§ **GIVEN EXERCISE**
Turn the entries from the line containing "like x=170, y=215." through the line containing "x=24, y=207" into a numbered list, leaving out blank lines and including nothing outside that stretch.

Stored data
###

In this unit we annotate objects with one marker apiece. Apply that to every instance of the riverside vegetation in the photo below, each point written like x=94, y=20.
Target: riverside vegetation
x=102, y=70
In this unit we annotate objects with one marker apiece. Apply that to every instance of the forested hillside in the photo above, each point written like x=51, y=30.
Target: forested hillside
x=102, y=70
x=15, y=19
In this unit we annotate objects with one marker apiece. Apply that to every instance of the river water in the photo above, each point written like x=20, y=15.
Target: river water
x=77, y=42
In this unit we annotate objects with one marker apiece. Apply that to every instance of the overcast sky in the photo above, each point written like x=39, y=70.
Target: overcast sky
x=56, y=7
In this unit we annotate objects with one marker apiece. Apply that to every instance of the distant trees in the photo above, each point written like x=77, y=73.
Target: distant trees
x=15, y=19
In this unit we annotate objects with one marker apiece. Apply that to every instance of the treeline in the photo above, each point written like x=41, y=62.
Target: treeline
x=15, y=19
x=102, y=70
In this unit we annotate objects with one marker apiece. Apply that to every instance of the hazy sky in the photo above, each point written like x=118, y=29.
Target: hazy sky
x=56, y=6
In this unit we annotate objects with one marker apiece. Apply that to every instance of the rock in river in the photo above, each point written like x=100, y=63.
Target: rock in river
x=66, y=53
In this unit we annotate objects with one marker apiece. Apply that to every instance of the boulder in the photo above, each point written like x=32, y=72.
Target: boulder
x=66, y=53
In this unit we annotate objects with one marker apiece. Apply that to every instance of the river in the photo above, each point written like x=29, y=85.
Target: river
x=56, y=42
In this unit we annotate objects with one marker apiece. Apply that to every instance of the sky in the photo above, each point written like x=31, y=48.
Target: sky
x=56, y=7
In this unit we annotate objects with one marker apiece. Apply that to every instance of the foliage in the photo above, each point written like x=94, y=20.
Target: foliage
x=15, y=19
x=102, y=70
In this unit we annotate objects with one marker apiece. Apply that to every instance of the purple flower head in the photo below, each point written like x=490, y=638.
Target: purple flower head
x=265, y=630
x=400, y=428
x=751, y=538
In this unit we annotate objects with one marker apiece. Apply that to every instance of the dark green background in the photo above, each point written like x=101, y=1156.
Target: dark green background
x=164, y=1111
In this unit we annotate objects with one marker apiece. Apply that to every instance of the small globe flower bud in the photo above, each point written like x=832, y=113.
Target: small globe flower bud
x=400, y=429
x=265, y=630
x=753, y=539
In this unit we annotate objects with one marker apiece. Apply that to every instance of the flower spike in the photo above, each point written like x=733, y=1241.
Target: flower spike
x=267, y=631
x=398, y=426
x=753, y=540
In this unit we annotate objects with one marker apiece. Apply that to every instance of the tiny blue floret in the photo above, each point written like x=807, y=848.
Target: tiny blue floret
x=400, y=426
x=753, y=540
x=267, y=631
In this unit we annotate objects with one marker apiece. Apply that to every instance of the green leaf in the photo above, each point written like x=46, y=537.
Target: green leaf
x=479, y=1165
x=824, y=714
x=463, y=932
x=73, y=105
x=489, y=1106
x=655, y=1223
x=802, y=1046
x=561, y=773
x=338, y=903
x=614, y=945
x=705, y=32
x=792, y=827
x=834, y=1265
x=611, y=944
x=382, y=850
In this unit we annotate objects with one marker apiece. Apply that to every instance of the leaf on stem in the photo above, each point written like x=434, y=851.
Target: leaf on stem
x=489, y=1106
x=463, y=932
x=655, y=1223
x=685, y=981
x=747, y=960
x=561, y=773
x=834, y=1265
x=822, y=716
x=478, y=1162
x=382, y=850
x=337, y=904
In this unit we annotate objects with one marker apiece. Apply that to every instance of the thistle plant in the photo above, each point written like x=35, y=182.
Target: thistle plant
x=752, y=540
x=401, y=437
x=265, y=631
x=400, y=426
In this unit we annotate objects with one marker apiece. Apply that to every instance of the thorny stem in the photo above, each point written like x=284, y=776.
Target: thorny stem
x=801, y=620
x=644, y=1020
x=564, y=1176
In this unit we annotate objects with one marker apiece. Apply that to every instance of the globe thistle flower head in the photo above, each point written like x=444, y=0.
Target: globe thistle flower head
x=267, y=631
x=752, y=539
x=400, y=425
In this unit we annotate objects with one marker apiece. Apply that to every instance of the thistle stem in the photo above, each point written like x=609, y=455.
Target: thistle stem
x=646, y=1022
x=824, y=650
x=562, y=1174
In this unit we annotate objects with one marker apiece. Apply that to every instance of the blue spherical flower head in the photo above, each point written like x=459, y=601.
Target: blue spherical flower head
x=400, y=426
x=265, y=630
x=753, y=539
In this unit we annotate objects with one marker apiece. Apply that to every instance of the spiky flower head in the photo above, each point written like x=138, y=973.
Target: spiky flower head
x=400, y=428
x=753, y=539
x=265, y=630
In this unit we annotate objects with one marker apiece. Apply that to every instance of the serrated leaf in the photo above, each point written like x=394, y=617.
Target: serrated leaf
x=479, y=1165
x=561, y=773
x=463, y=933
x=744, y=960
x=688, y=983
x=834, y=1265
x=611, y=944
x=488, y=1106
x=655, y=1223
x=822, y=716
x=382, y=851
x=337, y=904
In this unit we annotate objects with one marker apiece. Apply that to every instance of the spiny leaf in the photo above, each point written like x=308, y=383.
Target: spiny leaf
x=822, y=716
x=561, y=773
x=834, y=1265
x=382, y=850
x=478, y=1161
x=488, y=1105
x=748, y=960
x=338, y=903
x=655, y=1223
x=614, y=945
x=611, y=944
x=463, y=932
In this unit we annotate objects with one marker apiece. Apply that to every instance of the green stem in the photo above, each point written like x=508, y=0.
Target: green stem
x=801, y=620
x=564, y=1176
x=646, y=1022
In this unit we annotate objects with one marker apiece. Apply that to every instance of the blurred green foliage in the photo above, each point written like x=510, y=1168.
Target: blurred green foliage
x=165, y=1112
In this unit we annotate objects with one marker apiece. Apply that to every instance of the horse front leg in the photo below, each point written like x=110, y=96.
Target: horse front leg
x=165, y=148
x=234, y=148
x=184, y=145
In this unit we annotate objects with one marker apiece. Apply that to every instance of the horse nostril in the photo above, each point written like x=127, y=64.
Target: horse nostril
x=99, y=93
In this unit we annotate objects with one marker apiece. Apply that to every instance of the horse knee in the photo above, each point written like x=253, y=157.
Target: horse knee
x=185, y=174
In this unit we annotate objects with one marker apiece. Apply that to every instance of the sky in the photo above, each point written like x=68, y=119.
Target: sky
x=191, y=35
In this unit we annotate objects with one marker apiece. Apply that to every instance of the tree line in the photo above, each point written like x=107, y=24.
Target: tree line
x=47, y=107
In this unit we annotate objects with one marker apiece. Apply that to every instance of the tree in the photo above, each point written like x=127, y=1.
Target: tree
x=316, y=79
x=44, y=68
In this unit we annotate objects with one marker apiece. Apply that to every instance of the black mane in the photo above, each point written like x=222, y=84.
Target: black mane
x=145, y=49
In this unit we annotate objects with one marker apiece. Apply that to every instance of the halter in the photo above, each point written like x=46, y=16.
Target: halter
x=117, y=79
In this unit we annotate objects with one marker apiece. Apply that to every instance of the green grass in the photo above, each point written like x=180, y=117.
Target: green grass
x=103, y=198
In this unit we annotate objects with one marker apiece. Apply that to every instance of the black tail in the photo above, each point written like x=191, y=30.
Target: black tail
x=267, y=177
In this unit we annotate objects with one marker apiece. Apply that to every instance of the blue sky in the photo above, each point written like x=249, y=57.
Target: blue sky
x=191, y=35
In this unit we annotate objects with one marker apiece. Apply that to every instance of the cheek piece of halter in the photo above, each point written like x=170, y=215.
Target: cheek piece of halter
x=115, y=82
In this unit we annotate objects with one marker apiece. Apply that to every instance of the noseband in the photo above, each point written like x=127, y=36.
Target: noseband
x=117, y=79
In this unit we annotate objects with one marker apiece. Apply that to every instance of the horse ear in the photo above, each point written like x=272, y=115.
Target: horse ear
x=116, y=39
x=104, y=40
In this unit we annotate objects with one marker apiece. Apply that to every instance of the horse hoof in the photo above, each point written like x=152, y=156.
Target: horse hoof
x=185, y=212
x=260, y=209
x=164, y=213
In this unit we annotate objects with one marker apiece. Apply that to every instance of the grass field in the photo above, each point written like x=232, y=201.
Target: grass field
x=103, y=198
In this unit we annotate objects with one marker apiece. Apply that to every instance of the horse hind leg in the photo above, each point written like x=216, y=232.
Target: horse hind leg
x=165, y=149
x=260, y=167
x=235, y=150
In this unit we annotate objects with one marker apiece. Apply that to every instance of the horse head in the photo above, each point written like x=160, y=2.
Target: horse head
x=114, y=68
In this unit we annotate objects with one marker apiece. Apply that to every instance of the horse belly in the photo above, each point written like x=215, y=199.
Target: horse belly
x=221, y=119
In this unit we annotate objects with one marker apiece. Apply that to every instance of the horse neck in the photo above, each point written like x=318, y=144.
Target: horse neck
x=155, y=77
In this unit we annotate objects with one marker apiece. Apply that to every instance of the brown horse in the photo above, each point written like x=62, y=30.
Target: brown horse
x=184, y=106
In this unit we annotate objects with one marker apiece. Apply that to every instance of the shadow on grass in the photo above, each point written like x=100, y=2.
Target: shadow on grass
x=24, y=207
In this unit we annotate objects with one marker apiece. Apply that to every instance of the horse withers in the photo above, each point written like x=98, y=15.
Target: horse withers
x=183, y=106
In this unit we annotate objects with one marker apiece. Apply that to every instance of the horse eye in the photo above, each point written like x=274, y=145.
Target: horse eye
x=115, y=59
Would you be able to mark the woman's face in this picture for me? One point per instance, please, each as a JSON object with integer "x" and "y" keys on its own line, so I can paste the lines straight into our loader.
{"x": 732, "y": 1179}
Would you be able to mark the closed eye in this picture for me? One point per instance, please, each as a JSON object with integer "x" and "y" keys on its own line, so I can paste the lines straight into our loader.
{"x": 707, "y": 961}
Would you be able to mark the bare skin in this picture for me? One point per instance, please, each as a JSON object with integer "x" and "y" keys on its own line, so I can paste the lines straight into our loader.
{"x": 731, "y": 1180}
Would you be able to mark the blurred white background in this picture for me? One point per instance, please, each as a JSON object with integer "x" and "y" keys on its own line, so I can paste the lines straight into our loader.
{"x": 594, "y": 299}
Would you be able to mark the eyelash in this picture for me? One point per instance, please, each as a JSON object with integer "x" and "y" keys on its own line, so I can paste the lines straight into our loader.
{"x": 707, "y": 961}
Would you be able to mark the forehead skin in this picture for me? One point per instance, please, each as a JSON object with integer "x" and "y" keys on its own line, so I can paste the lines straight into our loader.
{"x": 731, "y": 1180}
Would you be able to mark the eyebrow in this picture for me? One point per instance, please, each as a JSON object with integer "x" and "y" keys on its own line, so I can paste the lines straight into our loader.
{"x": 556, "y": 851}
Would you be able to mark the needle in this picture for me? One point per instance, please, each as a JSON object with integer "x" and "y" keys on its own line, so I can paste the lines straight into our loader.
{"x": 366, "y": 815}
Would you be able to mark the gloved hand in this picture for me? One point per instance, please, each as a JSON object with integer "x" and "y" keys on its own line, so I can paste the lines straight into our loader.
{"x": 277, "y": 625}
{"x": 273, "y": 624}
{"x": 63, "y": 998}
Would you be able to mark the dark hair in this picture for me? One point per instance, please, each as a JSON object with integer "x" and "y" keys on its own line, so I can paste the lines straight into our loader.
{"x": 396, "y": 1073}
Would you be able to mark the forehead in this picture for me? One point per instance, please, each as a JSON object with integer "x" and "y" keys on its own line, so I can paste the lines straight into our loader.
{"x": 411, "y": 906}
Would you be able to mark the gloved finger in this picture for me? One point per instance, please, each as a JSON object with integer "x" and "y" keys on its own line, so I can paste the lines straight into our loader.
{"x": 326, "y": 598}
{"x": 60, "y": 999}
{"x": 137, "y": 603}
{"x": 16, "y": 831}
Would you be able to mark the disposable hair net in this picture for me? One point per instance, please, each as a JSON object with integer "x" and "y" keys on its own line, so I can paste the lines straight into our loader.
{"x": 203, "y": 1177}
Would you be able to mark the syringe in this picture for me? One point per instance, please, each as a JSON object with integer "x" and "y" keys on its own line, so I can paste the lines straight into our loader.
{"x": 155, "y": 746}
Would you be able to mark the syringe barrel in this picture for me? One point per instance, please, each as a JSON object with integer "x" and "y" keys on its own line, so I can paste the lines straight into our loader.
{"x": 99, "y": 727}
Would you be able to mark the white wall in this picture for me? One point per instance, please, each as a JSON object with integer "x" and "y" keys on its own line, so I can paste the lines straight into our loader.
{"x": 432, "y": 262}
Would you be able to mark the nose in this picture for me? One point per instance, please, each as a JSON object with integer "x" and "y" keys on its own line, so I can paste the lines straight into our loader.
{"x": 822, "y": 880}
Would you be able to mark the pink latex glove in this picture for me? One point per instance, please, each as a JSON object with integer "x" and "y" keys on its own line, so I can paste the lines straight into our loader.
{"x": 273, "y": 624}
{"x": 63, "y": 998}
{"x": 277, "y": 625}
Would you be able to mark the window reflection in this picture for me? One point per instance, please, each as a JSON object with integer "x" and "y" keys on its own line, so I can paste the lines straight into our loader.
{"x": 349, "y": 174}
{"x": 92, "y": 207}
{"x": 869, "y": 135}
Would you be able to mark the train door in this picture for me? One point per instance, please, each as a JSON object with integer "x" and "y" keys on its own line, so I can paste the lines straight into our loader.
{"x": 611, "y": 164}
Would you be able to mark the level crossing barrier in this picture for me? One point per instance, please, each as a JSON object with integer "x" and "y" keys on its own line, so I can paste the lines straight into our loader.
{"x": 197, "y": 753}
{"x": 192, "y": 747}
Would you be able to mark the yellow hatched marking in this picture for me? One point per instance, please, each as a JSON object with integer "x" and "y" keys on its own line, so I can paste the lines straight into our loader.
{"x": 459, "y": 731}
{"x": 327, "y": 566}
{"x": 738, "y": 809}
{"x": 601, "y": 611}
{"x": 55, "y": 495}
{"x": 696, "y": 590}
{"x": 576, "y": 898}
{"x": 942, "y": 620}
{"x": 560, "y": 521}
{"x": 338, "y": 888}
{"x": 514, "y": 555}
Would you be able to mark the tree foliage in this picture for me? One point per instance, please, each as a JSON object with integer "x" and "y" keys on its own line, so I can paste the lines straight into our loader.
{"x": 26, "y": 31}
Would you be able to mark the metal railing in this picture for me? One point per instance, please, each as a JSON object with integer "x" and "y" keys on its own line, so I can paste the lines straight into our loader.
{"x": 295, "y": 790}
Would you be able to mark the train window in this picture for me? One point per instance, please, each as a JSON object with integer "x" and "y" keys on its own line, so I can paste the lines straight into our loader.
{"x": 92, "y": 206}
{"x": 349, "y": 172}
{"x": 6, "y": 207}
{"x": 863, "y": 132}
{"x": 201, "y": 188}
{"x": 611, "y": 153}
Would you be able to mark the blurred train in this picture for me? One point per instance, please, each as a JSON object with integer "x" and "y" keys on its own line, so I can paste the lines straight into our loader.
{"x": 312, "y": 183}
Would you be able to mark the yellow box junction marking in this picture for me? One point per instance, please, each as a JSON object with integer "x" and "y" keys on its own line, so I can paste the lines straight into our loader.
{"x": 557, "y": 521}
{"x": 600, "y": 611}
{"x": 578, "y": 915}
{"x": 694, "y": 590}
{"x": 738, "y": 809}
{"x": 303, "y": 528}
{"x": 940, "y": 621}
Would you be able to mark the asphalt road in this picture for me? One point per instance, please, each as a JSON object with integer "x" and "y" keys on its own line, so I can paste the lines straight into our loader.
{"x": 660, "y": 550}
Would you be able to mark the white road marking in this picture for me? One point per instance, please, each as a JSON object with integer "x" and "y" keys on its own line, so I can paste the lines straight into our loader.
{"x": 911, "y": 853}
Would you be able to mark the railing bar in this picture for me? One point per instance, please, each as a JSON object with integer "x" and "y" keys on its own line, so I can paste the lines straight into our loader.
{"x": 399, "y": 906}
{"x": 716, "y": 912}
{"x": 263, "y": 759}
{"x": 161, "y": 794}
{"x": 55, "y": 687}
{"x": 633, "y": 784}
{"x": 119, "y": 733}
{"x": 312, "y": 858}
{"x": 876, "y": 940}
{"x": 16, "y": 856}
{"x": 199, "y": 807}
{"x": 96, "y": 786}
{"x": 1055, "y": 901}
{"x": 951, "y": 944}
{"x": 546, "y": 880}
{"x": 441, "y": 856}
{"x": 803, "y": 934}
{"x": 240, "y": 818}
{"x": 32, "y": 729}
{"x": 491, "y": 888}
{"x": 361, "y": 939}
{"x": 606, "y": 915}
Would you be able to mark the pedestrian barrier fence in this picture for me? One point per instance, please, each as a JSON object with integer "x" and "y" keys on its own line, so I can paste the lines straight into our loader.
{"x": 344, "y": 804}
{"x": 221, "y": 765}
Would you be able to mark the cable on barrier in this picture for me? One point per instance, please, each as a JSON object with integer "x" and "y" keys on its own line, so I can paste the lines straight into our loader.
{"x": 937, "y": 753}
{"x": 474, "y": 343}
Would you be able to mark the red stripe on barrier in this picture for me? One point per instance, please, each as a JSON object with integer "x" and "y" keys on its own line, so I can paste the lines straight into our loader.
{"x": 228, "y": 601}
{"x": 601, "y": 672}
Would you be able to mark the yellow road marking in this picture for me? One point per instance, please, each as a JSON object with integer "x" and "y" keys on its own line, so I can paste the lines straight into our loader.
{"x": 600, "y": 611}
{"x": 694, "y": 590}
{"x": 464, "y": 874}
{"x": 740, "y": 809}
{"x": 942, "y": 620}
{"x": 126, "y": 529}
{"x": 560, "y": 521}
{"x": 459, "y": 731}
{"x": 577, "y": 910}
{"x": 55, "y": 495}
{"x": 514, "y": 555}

###

§ **RESULT OF THIS EXERCISE**
1. In this unit we annotate objects with one marker apiece. Apply that to every instance of the cheek piece of halter in the photo above, each point written like x=170, y=215.
2. Target: cheek piece of halter
3. x=115, y=82
4. In this unit we annotate objects with one marker apiece. Apply that to every instance of the noseband in the photo above, each point written like x=127, y=36.
5. Target: noseband
6. x=117, y=79
7. In this unit we annotate objects with one marker apiece. Apply that to every instance of the horse ear in the photo above, each point written like x=272, y=115.
8. Target: horse ear
9. x=116, y=39
10. x=104, y=40
11. In this unit we annotate objects with one marker apiece. Apply that to every instance of the horse hoof in the photo above, each point written like x=152, y=156.
12. Target: horse hoof
13. x=185, y=212
14. x=260, y=209
15. x=164, y=213
16. In this unit we annotate objects with one marker apiece. Apply that to every instance of the grass field in the photo above, each point written like x=232, y=201.
17. Target: grass field
18. x=103, y=198
19. In this unit we annotate objects with one marker apiece. Apply that to every instance of the horse hind leg in the photo above, each point written like x=216, y=232.
20. Target: horse hind leg
21. x=165, y=149
22. x=260, y=167
23. x=235, y=150
24. In this unit we annotate objects with one marker apiece. Apply that to every instance of the horse head in the photo above, each point written like x=160, y=2.
25. Target: horse head
26. x=114, y=68
27. In this unit we annotate objects with one marker apiece. Apply that to every instance of the horse belly in the photo above, each point written like x=215, y=199.
28. Target: horse belly
29. x=221, y=119
30. In this unit we annotate objects with one marker apiece. Apply that to every instance of the horse neck in the photo above, each point written like x=318, y=144.
31. Target: horse neck
32. x=155, y=77
33. In this unit we annotate objects with one marker apiece. Apply that to every instance of the brown horse in the photo above, each point written like x=62, y=30.
34. Target: brown horse
35. x=184, y=106
36. In this unit we annotate objects with one marker apiece. Apply that to every instance of the shadow on grass in the photo above, each point written like x=100, y=2.
37. Target: shadow on grass
38. x=24, y=207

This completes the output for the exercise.